MATERIALS PROVIDED »
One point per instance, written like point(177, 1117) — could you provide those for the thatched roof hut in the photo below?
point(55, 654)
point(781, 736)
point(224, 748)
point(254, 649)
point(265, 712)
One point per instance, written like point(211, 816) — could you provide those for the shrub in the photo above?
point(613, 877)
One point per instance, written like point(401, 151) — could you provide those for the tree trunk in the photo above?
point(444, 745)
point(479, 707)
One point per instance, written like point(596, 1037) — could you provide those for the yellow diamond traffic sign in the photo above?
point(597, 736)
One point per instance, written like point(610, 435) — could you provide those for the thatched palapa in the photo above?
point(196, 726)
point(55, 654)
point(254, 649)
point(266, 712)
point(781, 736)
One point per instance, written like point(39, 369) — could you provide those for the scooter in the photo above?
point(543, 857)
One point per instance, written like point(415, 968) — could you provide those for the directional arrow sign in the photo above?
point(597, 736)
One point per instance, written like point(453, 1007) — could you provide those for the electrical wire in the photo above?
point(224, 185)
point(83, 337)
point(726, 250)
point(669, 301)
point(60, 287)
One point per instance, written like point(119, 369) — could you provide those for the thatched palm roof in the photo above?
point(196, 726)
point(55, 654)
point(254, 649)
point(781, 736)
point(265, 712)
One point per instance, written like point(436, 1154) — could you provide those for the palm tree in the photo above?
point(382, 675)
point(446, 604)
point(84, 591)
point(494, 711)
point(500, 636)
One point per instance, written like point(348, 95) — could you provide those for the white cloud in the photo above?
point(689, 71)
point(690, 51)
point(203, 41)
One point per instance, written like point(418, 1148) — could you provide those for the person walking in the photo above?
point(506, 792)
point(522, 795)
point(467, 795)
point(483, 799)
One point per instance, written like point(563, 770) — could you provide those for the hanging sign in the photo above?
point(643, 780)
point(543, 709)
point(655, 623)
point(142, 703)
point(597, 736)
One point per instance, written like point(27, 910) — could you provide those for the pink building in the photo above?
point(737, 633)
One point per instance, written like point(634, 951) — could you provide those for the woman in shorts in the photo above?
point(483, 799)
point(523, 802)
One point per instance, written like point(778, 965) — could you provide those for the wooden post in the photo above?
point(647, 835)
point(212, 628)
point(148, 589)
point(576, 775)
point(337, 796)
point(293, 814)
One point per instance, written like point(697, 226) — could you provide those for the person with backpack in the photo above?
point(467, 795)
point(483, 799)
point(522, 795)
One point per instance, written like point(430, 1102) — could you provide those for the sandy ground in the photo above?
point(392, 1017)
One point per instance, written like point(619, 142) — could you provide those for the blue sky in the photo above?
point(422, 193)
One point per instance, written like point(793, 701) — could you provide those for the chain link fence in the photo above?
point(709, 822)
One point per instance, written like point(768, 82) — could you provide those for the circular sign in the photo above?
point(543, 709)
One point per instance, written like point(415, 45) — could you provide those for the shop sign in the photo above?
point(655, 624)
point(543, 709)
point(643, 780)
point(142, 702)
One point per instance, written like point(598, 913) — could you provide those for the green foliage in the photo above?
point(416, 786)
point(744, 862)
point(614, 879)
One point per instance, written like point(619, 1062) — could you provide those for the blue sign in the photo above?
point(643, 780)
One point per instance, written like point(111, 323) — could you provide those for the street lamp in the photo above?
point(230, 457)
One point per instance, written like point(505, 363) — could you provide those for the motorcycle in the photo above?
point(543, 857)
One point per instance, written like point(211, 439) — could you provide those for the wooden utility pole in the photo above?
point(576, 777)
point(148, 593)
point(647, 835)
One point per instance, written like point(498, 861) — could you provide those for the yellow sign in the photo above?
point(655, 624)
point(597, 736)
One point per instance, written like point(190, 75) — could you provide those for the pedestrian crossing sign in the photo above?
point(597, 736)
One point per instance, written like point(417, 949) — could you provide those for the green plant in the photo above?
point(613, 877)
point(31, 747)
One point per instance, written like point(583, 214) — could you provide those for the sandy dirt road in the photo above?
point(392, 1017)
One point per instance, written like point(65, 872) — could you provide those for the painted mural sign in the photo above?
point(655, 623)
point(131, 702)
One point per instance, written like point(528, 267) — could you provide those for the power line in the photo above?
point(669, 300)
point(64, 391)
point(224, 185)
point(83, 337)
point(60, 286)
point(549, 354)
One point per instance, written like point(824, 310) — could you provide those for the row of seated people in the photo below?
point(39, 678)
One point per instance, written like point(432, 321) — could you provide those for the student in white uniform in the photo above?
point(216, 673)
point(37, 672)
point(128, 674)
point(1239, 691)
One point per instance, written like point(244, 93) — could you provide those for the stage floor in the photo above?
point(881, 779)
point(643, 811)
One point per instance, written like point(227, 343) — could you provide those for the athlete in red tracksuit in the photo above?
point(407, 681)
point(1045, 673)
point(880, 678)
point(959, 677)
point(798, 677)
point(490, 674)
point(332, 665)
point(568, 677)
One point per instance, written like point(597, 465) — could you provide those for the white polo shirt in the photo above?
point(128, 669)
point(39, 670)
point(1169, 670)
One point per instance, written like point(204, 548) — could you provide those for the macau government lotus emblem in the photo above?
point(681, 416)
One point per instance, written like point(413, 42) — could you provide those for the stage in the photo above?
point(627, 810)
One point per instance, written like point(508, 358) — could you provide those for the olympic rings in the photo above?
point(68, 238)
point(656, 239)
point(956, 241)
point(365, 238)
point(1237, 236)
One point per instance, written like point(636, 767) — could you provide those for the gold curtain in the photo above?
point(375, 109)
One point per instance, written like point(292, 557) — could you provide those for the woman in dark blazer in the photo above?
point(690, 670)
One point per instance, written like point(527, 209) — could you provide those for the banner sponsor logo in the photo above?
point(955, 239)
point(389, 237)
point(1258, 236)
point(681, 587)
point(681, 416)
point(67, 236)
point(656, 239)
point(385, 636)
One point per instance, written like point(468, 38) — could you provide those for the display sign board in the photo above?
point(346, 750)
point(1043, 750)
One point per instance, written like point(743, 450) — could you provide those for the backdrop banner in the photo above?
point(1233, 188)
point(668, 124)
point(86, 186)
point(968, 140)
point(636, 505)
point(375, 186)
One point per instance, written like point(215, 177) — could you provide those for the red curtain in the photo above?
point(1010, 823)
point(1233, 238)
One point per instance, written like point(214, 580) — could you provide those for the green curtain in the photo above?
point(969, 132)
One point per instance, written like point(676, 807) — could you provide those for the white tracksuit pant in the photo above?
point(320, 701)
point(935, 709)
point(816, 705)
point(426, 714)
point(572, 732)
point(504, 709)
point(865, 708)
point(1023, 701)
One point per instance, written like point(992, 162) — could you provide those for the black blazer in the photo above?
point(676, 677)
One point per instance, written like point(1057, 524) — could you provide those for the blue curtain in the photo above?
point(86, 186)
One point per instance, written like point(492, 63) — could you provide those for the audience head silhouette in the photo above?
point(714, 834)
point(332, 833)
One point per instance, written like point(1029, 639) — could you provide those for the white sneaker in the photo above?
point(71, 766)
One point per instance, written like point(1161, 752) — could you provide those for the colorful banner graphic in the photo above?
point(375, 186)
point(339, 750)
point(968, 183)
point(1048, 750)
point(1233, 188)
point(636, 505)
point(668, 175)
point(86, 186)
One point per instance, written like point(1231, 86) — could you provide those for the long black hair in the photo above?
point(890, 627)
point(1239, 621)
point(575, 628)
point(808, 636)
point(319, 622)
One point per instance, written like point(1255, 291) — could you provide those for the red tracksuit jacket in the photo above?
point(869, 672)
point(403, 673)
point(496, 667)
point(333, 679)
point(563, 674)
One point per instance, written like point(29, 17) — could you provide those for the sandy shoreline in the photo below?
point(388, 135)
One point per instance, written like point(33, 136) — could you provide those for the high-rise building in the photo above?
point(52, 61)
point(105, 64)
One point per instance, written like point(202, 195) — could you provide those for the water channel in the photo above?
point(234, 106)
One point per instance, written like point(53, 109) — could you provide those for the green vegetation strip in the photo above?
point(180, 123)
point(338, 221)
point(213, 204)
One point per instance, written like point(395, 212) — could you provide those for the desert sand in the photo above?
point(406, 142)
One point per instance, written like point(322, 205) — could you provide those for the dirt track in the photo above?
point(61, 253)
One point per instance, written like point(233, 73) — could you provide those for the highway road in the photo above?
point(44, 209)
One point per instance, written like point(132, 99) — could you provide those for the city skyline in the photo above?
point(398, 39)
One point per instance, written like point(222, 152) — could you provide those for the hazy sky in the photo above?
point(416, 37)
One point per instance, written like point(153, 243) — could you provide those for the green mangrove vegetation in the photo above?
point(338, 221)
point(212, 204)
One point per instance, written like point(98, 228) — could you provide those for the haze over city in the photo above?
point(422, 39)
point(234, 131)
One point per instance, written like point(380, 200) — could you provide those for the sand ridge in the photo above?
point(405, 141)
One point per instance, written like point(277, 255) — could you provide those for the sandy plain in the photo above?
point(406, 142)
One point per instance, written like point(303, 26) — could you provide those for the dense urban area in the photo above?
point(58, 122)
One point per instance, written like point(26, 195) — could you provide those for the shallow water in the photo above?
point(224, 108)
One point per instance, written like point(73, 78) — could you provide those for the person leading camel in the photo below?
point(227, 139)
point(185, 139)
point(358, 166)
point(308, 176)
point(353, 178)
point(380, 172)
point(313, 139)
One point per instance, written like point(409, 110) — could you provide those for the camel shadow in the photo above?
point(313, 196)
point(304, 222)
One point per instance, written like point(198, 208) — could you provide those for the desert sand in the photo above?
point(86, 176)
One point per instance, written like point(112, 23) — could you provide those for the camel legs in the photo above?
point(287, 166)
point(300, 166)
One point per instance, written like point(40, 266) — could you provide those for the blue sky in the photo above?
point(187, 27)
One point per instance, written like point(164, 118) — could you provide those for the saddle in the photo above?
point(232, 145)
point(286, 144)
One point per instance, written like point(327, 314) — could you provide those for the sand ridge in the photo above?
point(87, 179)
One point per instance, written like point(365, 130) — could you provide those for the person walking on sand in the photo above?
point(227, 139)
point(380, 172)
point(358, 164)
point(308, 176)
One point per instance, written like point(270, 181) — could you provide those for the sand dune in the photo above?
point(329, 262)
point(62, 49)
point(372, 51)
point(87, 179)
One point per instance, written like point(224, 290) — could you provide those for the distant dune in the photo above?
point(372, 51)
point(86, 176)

REQUIREMENTS »
Reproduce the lines of the material word for word, beginning with the line that contains "One point per instance, written like point(53, 109)" and continuing through the line that contains "point(44, 209)".

FINISHED EXERCISE »
One point per instance, written like point(53, 109) — could you provide those for the green vegetation strip in the photo above?
point(180, 123)
point(338, 221)
point(213, 204)
One point per instance, written like point(395, 212) — could you provide those for the desert sand in the photo above?
point(406, 142)
One point per instance, written like point(322, 205) — could you provide those for the dirt track in the photo above?
point(61, 253)
One point per instance, written like point(233, 73) — could you provide those for the highway road in the photo above?
point(44, 209)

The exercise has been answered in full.